* EXERCISE GOAL *
Within the records below, reproduce without change the lines from the line that has "<point>580,696</point>" through the line that has "Annotate the fur cuff", and only those.

········

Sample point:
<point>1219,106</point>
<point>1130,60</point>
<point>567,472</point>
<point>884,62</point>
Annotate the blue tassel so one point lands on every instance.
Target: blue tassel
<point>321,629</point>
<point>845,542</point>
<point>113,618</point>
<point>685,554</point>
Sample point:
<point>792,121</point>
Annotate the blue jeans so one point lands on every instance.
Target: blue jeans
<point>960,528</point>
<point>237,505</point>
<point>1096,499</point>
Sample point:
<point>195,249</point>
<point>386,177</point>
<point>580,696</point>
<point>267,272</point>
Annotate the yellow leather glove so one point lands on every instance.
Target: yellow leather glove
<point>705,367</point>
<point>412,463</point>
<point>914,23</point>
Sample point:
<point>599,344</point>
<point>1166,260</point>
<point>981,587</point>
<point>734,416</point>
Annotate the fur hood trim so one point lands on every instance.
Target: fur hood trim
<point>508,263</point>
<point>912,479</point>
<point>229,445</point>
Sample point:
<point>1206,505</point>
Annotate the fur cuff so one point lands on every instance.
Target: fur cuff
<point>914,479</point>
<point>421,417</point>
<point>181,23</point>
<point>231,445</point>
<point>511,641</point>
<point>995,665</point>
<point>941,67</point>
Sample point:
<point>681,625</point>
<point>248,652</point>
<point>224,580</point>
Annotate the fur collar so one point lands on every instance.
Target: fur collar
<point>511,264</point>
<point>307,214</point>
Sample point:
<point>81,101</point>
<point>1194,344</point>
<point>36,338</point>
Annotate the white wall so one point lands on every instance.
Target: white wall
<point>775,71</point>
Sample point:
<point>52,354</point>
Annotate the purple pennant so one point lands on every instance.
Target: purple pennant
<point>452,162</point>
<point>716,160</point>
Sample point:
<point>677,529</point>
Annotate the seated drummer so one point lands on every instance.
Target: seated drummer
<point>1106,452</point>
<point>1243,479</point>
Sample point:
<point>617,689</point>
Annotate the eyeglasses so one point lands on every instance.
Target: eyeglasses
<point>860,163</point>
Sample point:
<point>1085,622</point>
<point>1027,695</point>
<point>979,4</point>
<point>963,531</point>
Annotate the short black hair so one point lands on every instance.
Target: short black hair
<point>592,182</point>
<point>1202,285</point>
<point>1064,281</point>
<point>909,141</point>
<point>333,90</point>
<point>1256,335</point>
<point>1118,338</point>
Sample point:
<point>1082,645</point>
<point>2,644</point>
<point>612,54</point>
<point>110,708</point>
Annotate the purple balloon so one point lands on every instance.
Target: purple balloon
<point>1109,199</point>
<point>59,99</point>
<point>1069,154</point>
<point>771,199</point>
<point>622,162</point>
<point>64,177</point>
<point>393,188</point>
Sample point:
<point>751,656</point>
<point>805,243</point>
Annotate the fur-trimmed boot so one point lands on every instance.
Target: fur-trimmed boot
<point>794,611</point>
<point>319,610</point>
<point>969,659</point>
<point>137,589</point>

········

* ANSWER AREA *
<point>580,696</point>
<point>267,272</point>
Annotate the yellow leather glove so one point lands on every instance.
Target: yellow leather glove
<point>705,367</point>
<point>412,463</point>
<point>914,23</point>
Sample point:
<point>599,344</point>
<point>1166,260</point>
<point>981,587</point>
<point>734,416</point>
Annotate the fur hood trim so one point lands on every instance.
Target: fur hood trim
<point>508,263</point>
<point>912,479</point>
<point>229,445</point>
Sample point:
<point>1206,505</point>
Annotate the fur cuff so one point lands on every instance.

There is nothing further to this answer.